[[ Selected extract, beginning ]]

Two surveys taken 11 years apart show a 13-per-cent decrease in the amount of fruit and vegetables being consumed by Canadians, new UBC research has found.
And while consumption of milk and dairy products also declined during the study period between 2004 and 2015, Canadians were eating more meat and alternatives in 2015 than they were a decade earlier.
“It’s essential to look at what foods people are eating and whether food group intakes have changed over time to identify challenges and opportunities to promote healthier eating patterns among Canadians,” said Claire Tugault-Lafleur, a postdoctoral fellow in UBC’s food, nutrition and health program who was lead author of the study published today in Nutrients. “While some studies have recently reported trends in Canadians’ intake of macronutrients like energy and total sugars, nobody had looked at differences in food group intakes during this period.”

[[ Selected extract, end ]]
[[ Input data, beginning ]]

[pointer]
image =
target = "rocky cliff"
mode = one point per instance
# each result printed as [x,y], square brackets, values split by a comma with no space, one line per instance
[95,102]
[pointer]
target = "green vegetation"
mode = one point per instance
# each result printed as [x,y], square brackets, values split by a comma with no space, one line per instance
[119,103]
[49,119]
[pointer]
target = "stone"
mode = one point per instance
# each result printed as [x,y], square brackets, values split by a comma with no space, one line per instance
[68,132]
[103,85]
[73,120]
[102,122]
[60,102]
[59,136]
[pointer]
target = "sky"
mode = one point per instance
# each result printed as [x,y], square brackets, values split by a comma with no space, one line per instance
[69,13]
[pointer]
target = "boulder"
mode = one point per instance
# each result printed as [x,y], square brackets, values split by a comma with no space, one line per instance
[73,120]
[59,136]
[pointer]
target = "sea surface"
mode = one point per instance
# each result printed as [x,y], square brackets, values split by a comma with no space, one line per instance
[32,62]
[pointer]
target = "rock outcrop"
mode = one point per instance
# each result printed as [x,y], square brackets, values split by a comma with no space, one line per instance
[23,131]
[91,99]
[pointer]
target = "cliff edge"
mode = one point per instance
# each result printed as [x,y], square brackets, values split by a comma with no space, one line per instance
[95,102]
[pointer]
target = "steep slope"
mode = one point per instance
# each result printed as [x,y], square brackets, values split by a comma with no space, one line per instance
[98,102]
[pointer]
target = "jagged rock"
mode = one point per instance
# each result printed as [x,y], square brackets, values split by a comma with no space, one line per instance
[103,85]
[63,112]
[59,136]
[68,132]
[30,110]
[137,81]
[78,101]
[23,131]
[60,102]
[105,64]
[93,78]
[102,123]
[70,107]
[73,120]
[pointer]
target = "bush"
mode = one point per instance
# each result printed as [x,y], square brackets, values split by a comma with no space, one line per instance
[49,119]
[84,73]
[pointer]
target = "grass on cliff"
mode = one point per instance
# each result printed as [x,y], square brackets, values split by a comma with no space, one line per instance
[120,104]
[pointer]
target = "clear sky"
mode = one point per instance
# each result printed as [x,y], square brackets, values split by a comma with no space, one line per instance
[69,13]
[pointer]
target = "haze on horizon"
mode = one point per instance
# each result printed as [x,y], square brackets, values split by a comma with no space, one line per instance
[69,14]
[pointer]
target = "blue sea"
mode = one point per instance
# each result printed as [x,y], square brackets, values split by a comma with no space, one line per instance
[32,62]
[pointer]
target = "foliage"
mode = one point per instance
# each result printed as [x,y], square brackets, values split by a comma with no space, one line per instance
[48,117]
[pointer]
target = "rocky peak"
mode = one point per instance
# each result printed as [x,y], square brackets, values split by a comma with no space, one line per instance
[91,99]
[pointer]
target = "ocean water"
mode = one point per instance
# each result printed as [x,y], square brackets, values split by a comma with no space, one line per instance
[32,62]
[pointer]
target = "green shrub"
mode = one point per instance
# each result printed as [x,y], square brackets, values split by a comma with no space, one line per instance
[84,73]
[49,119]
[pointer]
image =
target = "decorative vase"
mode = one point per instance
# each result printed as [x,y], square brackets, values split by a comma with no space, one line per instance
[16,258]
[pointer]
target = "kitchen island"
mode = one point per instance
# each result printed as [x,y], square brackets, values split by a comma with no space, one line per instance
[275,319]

[[ Input data, end ]]

Carry on the article about the decline in Canadians' fruit and vegetable consumption, picking up right after its last sentence.

Researchers examined dietary data from two nationwide surveys involving more than 50,000 Canadians aged two and older. In both 2004 and 2015, respondents provided information about food and beverages they had consumed in the past 24 hours.
In 2015, Canadians reported consuming an average of 4.6 servings of total fruit and vegetables daily, down from 5.2 servings per day in 2004. The decrease was largely explained by fewer servings of vegetables (outside the dark green and orange category), potatoes, and fruit juices. While Canadians increased their intake of dark green and orange vegetables, eggs, legumes, nuts and seeds over this time, the average daily intake of other healthy dietary components like whole fruit, whole grains, fish and shellfish was stagnant. Canadians also reported fewer daily servings of fluid milk in 2015 compared to 2004.
The researchers were encouraged to find that energy from sugary beverages declined, on average, by 32 calories per day, and the decrease was more substantial among young people. For example, Canadian adolescents (aged 13 to 17) reported consuming, on average, 73 fewer daily calories from sugary beverages—a 43-per-cent decrease from 2004.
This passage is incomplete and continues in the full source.